%%
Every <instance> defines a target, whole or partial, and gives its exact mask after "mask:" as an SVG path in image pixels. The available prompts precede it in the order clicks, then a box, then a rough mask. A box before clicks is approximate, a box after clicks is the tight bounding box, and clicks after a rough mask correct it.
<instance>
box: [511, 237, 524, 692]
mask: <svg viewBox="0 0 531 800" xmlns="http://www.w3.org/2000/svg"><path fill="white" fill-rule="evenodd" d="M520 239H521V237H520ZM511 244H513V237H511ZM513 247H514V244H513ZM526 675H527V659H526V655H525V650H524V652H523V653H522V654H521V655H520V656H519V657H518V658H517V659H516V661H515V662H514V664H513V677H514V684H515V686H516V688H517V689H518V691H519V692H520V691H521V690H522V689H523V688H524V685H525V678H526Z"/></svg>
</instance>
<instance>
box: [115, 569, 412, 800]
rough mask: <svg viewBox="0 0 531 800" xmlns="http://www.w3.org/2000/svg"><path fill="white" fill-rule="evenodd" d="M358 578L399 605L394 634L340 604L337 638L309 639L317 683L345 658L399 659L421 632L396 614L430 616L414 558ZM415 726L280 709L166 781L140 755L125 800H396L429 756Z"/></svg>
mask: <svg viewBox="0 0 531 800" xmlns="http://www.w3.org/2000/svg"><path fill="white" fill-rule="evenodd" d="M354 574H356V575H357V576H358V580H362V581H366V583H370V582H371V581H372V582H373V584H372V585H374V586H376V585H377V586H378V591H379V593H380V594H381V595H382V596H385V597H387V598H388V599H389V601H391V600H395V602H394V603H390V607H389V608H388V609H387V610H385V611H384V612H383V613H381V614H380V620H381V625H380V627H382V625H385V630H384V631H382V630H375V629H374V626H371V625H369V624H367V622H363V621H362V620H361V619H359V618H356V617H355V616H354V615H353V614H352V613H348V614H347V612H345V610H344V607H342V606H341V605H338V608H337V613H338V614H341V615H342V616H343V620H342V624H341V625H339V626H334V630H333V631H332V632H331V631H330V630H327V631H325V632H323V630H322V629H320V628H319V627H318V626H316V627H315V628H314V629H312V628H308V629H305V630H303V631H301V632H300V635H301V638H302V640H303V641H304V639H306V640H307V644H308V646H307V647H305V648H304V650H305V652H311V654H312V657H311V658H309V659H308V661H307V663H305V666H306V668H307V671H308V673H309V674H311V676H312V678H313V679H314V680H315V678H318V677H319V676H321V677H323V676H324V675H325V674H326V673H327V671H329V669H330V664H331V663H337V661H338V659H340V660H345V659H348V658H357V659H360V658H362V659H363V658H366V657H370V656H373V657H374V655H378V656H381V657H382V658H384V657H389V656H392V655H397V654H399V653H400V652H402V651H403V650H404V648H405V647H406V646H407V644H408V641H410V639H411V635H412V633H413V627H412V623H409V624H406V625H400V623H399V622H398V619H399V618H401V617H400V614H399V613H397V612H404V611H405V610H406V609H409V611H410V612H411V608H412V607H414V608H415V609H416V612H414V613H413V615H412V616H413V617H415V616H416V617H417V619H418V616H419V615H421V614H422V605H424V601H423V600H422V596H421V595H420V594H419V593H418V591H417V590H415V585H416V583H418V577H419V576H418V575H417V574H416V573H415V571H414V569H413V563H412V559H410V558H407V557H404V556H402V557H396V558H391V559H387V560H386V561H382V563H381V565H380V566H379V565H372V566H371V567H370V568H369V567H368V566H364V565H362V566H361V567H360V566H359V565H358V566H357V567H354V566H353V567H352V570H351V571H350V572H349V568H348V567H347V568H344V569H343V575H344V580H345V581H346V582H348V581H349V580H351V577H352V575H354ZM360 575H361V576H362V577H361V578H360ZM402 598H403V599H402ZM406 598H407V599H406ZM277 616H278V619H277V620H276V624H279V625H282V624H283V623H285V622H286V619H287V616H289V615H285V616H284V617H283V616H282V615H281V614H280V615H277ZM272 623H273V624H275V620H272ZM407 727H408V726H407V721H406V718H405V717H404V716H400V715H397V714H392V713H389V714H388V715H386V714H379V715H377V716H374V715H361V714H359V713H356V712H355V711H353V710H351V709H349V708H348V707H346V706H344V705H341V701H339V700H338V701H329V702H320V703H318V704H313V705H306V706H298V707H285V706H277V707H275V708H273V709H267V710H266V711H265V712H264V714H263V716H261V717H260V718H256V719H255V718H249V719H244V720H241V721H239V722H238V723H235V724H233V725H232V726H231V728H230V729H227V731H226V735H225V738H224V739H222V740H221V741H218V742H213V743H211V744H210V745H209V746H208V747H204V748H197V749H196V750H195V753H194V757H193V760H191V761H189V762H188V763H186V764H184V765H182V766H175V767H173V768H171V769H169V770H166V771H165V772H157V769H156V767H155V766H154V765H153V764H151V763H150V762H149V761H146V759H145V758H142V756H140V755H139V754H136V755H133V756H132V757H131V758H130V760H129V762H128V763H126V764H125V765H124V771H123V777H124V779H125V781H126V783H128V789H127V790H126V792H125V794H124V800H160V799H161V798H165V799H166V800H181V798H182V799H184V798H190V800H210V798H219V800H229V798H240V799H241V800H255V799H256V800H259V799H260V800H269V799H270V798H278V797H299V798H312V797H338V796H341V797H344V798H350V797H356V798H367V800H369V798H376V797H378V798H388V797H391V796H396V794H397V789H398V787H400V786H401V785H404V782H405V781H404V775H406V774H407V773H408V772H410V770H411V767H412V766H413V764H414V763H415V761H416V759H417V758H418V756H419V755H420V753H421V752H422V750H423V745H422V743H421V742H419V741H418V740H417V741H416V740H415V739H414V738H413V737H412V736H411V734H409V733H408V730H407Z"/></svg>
%%
** WHAT YOU ARE ASKED TO DO **
Reproduce exactly the lines above from the line with "box: [511, 237, 524, 692]" to the line with "box: [115, 569, 412, 800]", including both, and add nothing.

** WORKED SOLUTION **
box: [511, 237, 524, 692]
mask: <svg viewBox="0 0 531 800" xmlns="http://www.w3.org/2000/svg"><path fill="white" fill-rule="evenodd" d="M520 239H521V237H520ZM511 244H513V237H511ZM513 247H514V244H513ZM526 675H527V659H526V655H525V650H524V652H523V653H522V654H521V655H520V656H519V657H518V658H517V659H516V661H515V662H514V664H513V677H514V684H515V686H516V688H517V689H518V691H519V692H520V691H521V690H522V689H523V688H524V685H525V678H526Z"/></svg>
</instance>
<instance>
box: [115, 569, 412, 800]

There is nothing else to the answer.